Task details →
Only the pictures are dropped; the lines of the material that follow are returned exactly.

---------- Data for this task ----------

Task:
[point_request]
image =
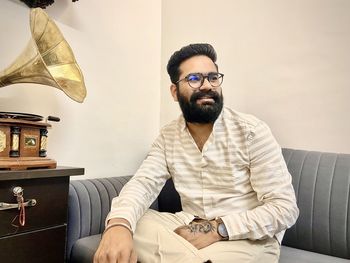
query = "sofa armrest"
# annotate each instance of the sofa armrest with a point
(89, 202)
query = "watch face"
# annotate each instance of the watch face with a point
(222, 230)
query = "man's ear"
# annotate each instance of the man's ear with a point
(173, 90)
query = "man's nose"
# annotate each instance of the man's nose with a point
(206, 85)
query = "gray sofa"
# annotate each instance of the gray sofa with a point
(321, 234)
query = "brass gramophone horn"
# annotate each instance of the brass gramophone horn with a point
(47, 59)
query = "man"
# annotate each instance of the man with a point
(235, 190)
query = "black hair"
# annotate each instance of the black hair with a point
(185, 53)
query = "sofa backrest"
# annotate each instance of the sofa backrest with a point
(321, 182)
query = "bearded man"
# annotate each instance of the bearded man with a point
(236, 192)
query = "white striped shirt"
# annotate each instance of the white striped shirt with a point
(240, 175)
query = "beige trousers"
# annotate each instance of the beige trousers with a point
(155, 241)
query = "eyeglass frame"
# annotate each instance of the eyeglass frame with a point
(221, 75)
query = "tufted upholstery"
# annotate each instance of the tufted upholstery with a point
(321, 182)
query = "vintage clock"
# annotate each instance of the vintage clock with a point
(23, 141)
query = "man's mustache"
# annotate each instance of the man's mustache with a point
(207, 94)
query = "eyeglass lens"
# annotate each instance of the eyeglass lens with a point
(196, 80)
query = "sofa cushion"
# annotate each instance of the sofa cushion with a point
(84, 249)
(294, 255)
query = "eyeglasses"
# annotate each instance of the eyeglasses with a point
(196, 80)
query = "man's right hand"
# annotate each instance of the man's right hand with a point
(116, 245)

----------

Exercise result →
Task:
[point_request]
image =
query = "sofa armrest"
# annotate each instance of the sofa armrest with a point
(89, 202)
query = "watch face"
# annotate each instance of the watch face with a point
(222, 230)
query = "man's ear"
# annotate each instance of the man's ear with a point
(173, 90)
query = "man's nose"
# annotate each instance of the man's nose with a point
(206, 85)
query = "gray sofa"
# annotate each instance of the gray sofa with a point
(321, 234)
query = "brass gramophone horn"
# annotate each instance of the brass gramophone horn with a point
(47, 59)
query = "man"
# annotate each instance of the man with a point
(235, 190)
query = "black hair"
# annotate each instance of the black hair with a point
(185, 53)
query = "sofa backrest"
# annotate each instance of the sofa backrest with a point
(321, 182)
query = "bearded man"
# annotate each instance of the bearded man with a point
(236, 192)
query = "white striped shirt"
# annotate each instance of the white striped shirt with a point
(240, 175)
query = "beige trousers"
# annotate each instance of the beige trousers with a point
(155, 241)
query = "eyeglass frame"
# annotate each instance of the eyeglass frame with a point
(221, 75)
query = "tufted upholstery"
# annotate each instance of the tufted upholstery with a point
(321, 182)
query = "vintage clock"
# annotate each instance of the vintage clock with a point
(23, 141)
query = "man's mustache"
# annotate each instance of the man's mustache with a point
(207, 94)
query = "eyeglass lens"
# annotate each instance of the eyeglass lens with a point
(196, 80)
query = "sofa cushion"
# annotate each instance of the sofa cushion with a point
(84, 249)
(294, 255)
query = "eyeglasses"
# annotate each instance of the eyeglasses with a point
(196, 80)
query = "man's right hand"
# annotate each instance of the man's right hand with a point
(116, 245)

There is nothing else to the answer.